◆ Prompt:
Select every line in the data that contains the word "window", treating uppercase and lowercase letters as distinct.

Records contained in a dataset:
[BEGIN]

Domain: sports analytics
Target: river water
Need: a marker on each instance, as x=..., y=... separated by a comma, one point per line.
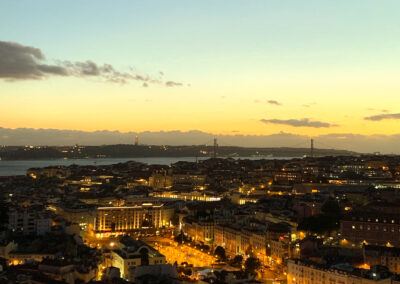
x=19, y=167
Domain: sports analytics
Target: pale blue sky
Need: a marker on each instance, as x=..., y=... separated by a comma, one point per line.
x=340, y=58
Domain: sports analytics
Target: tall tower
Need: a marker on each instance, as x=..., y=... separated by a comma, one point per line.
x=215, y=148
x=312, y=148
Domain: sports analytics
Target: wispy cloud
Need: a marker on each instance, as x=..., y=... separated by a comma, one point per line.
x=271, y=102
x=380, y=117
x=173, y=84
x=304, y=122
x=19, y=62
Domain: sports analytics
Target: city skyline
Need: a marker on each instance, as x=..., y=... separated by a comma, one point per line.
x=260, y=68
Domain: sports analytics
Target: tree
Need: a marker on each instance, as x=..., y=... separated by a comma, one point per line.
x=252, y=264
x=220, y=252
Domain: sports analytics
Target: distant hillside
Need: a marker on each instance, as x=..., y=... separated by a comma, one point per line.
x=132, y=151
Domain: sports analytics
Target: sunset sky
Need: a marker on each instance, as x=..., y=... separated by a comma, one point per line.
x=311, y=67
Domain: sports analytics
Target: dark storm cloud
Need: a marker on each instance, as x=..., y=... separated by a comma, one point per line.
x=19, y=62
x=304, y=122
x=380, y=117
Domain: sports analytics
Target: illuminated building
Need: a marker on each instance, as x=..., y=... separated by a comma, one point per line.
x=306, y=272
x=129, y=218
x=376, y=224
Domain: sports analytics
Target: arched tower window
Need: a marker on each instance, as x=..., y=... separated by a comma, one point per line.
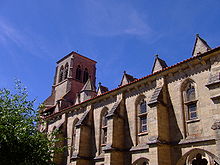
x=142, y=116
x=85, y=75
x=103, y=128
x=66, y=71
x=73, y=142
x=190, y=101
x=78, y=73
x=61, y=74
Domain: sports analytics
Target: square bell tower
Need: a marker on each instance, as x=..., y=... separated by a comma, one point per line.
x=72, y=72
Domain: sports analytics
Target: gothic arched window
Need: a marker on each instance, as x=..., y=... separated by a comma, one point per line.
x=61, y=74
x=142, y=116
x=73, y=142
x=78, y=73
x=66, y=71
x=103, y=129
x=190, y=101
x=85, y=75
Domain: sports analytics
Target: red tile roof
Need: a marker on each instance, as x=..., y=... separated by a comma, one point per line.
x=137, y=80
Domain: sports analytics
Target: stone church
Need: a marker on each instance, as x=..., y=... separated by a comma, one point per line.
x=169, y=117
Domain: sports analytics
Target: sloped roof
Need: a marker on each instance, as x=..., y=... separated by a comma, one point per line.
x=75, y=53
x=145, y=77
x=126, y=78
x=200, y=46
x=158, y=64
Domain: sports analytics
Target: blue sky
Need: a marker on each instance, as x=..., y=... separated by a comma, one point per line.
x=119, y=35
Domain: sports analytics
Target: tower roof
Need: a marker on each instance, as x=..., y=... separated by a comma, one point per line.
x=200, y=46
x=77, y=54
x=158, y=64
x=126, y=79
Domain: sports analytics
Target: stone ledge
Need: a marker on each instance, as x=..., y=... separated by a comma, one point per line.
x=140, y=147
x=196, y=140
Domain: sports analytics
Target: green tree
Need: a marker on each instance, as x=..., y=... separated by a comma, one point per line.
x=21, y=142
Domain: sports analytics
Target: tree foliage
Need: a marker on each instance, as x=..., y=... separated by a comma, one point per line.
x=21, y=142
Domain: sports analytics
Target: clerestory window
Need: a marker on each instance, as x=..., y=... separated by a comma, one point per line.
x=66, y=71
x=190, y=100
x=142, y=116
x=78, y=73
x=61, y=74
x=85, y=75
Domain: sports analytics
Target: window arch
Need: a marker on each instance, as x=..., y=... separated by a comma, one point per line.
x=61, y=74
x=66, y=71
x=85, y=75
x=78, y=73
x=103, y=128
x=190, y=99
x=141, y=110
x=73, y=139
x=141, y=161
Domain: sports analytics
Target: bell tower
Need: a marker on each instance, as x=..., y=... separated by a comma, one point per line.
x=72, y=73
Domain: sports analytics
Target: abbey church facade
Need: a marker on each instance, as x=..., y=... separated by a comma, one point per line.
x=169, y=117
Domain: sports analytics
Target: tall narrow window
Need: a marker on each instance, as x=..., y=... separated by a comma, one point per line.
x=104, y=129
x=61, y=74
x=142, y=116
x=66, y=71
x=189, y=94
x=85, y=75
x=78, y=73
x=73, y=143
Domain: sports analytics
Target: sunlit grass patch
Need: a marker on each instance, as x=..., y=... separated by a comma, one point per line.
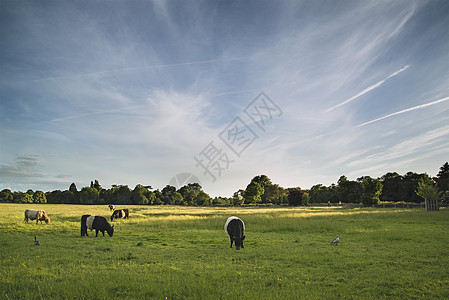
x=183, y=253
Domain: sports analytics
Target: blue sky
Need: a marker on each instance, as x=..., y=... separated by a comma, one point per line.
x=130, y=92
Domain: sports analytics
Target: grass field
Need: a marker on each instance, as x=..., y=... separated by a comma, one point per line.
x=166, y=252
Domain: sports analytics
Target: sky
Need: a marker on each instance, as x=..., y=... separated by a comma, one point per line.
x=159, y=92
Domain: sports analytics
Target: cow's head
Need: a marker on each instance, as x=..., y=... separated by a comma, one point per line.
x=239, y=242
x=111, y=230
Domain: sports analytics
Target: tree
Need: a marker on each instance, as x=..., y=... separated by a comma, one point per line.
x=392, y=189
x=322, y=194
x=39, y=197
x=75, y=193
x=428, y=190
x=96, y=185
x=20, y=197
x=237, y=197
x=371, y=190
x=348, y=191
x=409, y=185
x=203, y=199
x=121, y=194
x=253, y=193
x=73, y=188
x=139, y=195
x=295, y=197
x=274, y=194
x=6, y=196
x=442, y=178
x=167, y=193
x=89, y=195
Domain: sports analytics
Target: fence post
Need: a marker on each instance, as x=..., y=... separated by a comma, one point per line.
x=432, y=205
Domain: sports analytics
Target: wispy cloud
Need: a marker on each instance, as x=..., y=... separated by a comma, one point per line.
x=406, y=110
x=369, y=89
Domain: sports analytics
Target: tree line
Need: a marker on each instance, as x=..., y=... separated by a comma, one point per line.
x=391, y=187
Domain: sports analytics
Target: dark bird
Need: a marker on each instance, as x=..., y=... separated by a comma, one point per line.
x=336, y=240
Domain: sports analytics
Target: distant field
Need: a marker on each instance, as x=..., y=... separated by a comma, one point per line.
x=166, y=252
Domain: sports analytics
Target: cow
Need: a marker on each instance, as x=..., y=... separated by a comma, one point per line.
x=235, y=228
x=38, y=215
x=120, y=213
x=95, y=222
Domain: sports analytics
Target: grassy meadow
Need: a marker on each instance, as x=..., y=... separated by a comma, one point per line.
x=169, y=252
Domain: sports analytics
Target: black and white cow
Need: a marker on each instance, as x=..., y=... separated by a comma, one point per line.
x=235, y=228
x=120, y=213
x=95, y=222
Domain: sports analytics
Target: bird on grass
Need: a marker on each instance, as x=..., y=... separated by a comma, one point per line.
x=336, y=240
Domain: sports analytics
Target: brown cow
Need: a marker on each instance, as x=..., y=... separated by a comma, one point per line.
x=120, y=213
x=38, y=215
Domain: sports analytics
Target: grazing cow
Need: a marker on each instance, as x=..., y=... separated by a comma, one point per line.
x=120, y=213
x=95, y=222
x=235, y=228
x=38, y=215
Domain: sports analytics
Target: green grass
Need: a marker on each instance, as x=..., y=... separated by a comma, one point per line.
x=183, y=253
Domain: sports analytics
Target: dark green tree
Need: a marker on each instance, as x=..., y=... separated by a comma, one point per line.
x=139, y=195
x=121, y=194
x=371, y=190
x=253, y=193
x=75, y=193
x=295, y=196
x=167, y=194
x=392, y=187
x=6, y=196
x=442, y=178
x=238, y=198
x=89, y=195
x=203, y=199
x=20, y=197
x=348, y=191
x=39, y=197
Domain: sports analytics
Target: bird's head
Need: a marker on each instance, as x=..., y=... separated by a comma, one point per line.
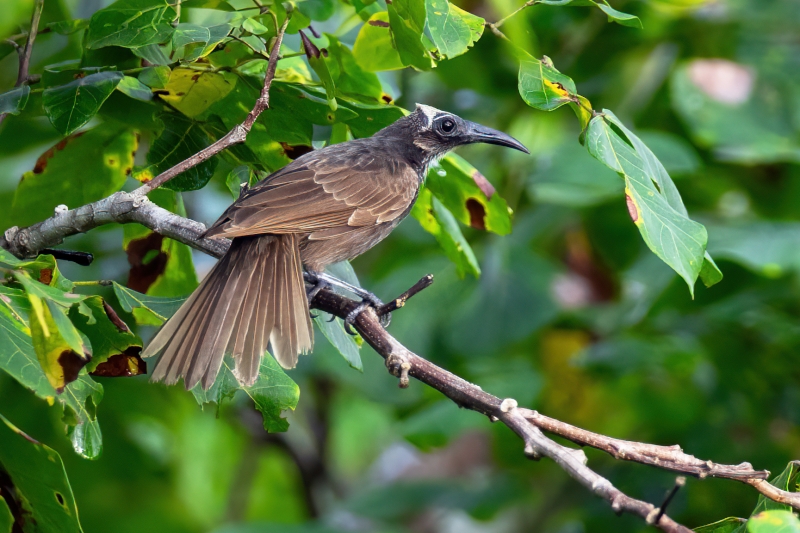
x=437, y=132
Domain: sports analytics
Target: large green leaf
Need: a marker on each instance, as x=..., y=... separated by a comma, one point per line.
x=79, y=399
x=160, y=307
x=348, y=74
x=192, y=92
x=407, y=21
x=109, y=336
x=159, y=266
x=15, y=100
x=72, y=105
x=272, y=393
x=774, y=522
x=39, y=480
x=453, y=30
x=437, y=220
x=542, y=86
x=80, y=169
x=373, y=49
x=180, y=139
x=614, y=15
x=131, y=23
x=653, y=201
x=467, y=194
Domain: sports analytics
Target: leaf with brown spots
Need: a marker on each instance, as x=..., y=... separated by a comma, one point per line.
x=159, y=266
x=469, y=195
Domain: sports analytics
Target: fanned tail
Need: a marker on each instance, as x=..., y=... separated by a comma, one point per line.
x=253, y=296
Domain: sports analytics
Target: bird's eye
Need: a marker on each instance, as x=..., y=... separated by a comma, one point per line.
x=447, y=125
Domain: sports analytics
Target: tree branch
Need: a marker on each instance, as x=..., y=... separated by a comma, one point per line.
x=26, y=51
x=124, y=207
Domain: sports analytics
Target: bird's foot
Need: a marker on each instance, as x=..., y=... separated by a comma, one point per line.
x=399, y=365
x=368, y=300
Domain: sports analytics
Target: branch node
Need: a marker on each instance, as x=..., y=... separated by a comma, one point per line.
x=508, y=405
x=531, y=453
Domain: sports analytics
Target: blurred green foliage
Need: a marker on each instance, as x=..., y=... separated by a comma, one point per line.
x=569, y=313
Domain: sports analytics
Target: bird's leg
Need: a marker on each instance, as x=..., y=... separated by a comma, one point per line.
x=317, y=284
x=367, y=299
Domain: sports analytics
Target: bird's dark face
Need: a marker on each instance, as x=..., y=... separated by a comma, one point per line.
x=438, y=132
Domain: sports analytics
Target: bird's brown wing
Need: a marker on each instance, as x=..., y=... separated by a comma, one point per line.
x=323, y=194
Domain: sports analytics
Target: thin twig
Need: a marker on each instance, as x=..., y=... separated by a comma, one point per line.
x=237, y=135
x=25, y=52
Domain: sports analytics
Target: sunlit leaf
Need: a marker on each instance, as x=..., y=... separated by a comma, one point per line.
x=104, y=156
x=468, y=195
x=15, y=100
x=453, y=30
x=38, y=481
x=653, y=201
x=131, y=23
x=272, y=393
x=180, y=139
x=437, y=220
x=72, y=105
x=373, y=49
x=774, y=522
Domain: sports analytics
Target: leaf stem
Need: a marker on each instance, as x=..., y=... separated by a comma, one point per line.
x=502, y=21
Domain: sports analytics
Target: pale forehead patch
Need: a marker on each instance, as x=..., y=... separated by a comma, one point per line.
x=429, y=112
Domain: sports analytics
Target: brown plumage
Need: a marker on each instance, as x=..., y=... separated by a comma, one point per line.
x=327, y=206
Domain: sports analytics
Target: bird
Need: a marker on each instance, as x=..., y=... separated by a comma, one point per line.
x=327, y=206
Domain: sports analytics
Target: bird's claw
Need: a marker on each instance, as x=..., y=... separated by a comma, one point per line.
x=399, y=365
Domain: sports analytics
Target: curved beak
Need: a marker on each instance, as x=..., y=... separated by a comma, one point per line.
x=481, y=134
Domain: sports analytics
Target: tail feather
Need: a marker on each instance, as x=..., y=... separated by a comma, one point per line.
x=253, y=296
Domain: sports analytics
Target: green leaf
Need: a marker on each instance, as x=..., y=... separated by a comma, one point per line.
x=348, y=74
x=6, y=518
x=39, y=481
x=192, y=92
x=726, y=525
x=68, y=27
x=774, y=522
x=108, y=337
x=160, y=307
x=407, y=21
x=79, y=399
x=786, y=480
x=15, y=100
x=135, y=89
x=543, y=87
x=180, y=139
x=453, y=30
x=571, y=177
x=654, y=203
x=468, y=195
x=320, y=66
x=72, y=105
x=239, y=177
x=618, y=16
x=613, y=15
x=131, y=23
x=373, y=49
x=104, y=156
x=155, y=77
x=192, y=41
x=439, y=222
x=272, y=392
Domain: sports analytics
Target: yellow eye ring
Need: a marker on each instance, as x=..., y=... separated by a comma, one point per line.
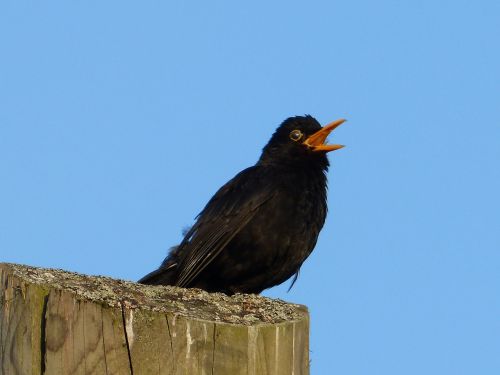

[END]

◆ Result of this task:
Target: arched tower window
Target: gothic arched window
Target: clerestory window
Target: window arch
Target: tall narrow window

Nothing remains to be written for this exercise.